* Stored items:

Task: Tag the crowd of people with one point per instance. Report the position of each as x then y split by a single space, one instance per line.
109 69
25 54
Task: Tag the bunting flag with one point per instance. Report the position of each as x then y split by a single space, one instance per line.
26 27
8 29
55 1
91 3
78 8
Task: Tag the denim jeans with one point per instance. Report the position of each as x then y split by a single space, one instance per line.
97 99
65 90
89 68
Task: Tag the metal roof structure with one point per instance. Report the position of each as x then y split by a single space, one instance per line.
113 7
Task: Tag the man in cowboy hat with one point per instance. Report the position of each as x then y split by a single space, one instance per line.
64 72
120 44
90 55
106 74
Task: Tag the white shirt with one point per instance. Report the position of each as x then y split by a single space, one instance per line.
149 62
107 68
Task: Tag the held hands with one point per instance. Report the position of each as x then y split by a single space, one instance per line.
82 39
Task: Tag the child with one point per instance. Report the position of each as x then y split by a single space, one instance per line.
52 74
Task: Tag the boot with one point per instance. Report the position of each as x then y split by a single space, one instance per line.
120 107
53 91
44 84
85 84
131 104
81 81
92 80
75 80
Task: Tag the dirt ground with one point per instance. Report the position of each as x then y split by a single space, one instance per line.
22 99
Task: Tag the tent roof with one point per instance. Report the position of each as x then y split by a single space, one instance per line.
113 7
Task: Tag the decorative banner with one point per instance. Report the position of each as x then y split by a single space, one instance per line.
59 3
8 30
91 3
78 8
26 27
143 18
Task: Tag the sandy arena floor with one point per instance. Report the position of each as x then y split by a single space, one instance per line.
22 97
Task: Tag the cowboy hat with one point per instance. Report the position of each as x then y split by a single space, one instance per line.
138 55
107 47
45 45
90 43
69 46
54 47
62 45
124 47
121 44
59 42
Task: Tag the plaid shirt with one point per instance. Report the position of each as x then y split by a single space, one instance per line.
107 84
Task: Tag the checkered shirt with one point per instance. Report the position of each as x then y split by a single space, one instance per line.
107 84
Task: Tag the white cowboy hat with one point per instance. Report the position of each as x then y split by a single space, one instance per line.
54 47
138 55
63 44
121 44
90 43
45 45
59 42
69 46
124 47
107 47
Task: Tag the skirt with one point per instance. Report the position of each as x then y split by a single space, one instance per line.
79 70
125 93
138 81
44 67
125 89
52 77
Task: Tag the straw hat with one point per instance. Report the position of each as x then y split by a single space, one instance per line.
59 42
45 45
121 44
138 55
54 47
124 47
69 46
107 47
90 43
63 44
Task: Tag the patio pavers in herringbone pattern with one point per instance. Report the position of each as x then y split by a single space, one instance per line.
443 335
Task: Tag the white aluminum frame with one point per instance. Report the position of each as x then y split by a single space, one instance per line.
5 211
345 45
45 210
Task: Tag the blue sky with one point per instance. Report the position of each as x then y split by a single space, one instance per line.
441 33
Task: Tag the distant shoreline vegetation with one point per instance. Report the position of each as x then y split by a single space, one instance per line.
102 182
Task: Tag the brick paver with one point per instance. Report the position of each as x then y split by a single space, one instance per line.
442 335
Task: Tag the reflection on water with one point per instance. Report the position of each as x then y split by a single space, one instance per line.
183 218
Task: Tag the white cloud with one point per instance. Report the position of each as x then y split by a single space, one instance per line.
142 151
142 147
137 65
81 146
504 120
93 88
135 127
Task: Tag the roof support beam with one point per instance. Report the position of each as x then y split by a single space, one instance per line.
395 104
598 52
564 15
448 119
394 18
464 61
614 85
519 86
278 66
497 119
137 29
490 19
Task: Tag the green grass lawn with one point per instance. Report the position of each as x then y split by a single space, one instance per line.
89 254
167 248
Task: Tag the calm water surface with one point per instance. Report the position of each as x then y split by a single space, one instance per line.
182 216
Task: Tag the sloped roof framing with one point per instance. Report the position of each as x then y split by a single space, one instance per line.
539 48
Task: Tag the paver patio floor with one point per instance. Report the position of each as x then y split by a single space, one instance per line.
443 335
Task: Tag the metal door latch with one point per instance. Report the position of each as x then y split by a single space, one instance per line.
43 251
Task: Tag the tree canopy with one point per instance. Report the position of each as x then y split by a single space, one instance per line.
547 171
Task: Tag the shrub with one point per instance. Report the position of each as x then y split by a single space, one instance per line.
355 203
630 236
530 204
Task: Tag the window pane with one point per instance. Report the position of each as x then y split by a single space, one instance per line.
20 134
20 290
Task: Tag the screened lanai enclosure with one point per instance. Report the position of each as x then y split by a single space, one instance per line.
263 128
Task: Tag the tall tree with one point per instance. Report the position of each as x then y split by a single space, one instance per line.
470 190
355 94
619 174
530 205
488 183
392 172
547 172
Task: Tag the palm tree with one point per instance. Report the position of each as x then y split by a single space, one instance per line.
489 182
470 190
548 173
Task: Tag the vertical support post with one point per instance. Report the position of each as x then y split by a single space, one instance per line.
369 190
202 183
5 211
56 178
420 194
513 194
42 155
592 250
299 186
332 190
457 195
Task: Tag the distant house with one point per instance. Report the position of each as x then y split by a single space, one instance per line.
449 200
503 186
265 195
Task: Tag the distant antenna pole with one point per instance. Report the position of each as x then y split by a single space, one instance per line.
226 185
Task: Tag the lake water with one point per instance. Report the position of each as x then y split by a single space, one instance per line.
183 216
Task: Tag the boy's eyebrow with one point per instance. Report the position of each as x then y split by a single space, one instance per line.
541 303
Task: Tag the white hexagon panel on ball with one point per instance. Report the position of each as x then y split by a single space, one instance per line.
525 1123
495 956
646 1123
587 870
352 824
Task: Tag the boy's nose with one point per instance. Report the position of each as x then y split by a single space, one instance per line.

* What the task asks:
Present every line of the items above as a numbered list, leaving out any blank lines.

* Solution:
1. Task: Tag the crowd of people with one point per instance. Report the position of each as x then y split by a single space, one instance per line.
2. 109 69
3. 25 54
4. Task: Tag the bunting flag with one point per instance. Report the position of each as x then y split by a single space, one instance per line.
5. 26 27
6. 8 29
7. 55 1
8. 91 3
9. 78 8
10. Task: Tag the denim jeans with one point per instance. Report the position of each as x then y split by a single space, one instance per line.
11. 97 99
12. 65 90
13. 89 68
14. Task: Tag the metal roof structure with one point per instance. Report the position of each as x then y split by a single space, one instance per line.
15. 113 7
16. Task: Tag the man in cowboy hat with one point per instance. Report the position of each as x then y split by a single space, one instance per line.
17. 64 72
18. 120 44
19. 90 55
20. 106 74
21. Task: Tag the white shirt with one point per instance. Report the position of each as x then y split by a single space, one instance per line.
22. 149 62
23. 107 68
24. Task: Tag the held hands with one point per instance. Report the position of each as x then y split by a single space, one instance per line.
25. 82 39
26. Task: Tag the child with one point per instance. Report the position of each as x then y split by a single space, one instance per line.
27. 52 74
28. Task: Tag the boot with one point per instance. Report the position of each as x then y split by a single space, one instance per line.
29. 120 107
30. 53 91
31. 44 84
32. 85 84
33. 131 104
34. 81 81
35. 92 80
36. 75 80
37. Task: Tag the dirt ground with one point per instance. Report the position of each as x then y split by a single space, one instance per line.
38. 22 99
39. Task: Tag the tent roof with one point per instance. Report the position of each as x then y split by a single space, one instance per line.
40. 113 7
41. Task: Tag the decorative banner with one point per instance. Report the position of each as x then y split by a single space, one instance per line.
42. 59 3
43. 8 30
44. 91 3
45. 78 8
46. 26 27
47. 143 18
48. Task: Tag the sandy arena floor with one point per instance. Report the position of each as x then y split by a single space, one instance per line.
49. 22 97
50. Task: Tag the cowboy hat with one point per instance. Report the position of each as x then y split by a single space, one instance per line.
51. 138 55
52. 107 47
53. 45 45
54. 90 43
55. 69 46
56. 54 47
57. 62 45
58. 124 47
59. 121 44
60. 59 42
61. Task: Tag the plaid shirt with one point per instance. Report the position of each as x then y split by a single space, one instance per line.
62. 107 84
63. Task: Tag the checkered shirt with one point per instance. Report the position of each as x then y split by a single space, one instance per line.
64. 107 84
65. Task: Tag the white cowboy hat with one point per instance. Report the position of each as x then y split by a single space, one instance per line.
66. 54 47
67. 138 55
68. 63 44
69. 121 44
70. 90 43
71. 45 45
72. 59 42
73. 69 46
74. 124 47
75. 107 47
76. Task: Tag the skirt with one point per instance. Report the position of each as x then y split by a single space, one instance per line.
77. 79 70
78. 125 93
79. 138 81
80. 44 67
81. 125 89
82. 52 77
83. Task: Tag the straw hat with one point per instance. Report the position of each as x then y split by a single space, one instance per line.
84. 59 42
85. 45 45
86. 121 44
87. 138 55
88. 54 47
89. 124 47
90. 69 46
91. 107 47
92. 90 43
93. 63 44
94. Task: Tag the patio pavers in herringbone pattern with one point per instance. Report the position of each as x then y split by a single space, one instance per line.
95. 443 335
96. Task: Tag the white aluminum frame with one point per instance. Report the position of each as x then y split by a single space, one instance per line.
97. 5 211
98. 345 45
99. 45 210
100. Task: Tag the blue sky with one point per instance. Report the position of each as x then y split by a single space, one instance per line.
101. 441 33
102. Task: Tag the distant shoreline vegetation with one point per instance. Report the position of each as x then y split by a single space, one instance per line.
103. 102 182
104. Task: Tag the brick paver with one point per instance. Report the position of each as x then y split by a single space, one instance per line.
105. 442 335
106. Task: Tag the reflection on water with one point per instance. Report the position of each as x then y split by a single space, one instance per line.
107. 183 218
108. Task: Tag the white cloud with one point per instance. Report the position of each as x then y split by a single space, one instance per line.
109. 142 151
110. 142 147
111. 137 65
112. 81 146
113. 504 120
114. 93 88
115. 135 127
116. Task: Tag the roof support beam with one point per instance. Report the position of each as x then y split by a single space, one instance per line.
117. 395 104
118. 598 52
119. 564 15
120. 448 119
121. 394 18
122. 464 61
123. 614 85
124. 519 86
125. 278 66
126. 497 119
127. 137 29
128. 490 19
129. Task: Tag the green grass lawn with one point per instance. Report the position of each as x then y split by a single space, one instance per line.
130. 89 254
131. 167 248
132. Task: Tag the calm water surface with one point per instance. Report the position of each as x then y split by a single space, one instance per line.
133. 182 216
134. Task: Tag the sloped roof framing with one point per instance. Report the position of each as x then y split by a single space, one instance per line.
135. 539 48
136. Task: Tag the paver patio floor with one point per instance. Report the position of each as x then y split by a single space, one instance per line.
137. 443 335
138. Task: Tag the metal door latch with one point per instance. Report the position of each as x then y split by a single space, one instance per line.
139. 43 251
140. Task: Tag the tree canopy with one point per instance. Report the position of each as x then y split by a single space, one instance per line.
141. 547 171
142. Task: Tag the shrub with one point per instance. Report the position of each as x then y split by a single space, one instance per line.
143. 355 203
144. 630 236
145. 530 204
146. Task: Tag the window pane with one point per instance. Report the position of each as x then y split by a single space, one instance per line.
147. 20 134
148. 20 290
149. Task: Tag the screened lanai enclosure with one point per instance. Report the position of each as x then y split by a single space, one instance per line.
150. 263 128
151. Task: Tag the tall tree with one point per instance. Report the position of each as x then y split by a single space, one instance per line.
152. 470 190
153. 355 94
154. 619 174
155. 530 205
156. 488 183
157. 392 172
158. 547 172
159. Task: Tag the palm tree with one point per instance. Report the position of each as x then y split by a single space, one instance per line.
160. 489 182
161. 470 190
162. 548 173
163. Task: Tag the vertical support post with one point per instance. Report the position of each as x then y split by a single space, one instance per line.
164. 369 190
165. 202 183
166. 5 211
167. 56 178
168. 420 194
169. 513 194
170. 42 155
171. 592 250
172. 299 186
173. 332 190
174. 457 195
175. Task: Tag the distant house with one point per instance. Report the position of each as x then y split by a single space, one instance per line.
176. 449 200
177. 503 186
178. 265 195
179. Task: Tag the distant antenna pole with one point per instance. Report the position of each as x then y split by a single space, one instance per line.
180. 226 185
181. Task: Tag the lake water with one point per instance. Report the position of each as x then y split by a single space, one instance per line.
182. 183 216
183. Task: Tag the boy's eyebrow with one point per instance. Report the position of each as x then y split by a single space, one instance per line.
184. 541 303
185. Task: Tag the white hexagon panel on ball with one point per instance. Report the position of each as x then y split by a single space, one instance per line.
186. 525 1123
187. 495 956
188. 646 1123
189. 587 870
190. 352 824
191. Task: Tag the boy's nose with one point per instance. Report the position of each as x then y split by a single space, one instance per line.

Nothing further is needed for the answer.